> [WHAT YOU WILL DO] Give the line with "pixel 736 147" again, along with every line below it to the end of the records, word for word.

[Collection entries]
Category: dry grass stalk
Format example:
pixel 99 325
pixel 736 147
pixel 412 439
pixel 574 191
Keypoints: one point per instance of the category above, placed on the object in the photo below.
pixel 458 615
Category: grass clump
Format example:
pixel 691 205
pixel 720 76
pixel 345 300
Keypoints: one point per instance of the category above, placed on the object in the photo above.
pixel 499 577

> [TASK OUTPUT]
pixel 736 147
pixel 412 439
pixel 574 191
Keypoints: one point per instance of the category above, placed on the object in the photo below.
pixel 458 615
Category: grass clump
Format example:
pixel 691 205
pixel 720 76
pixel 345 300
Keypoints: one point per instance of the category above, placed on the object in the photo above.
pixel 499 577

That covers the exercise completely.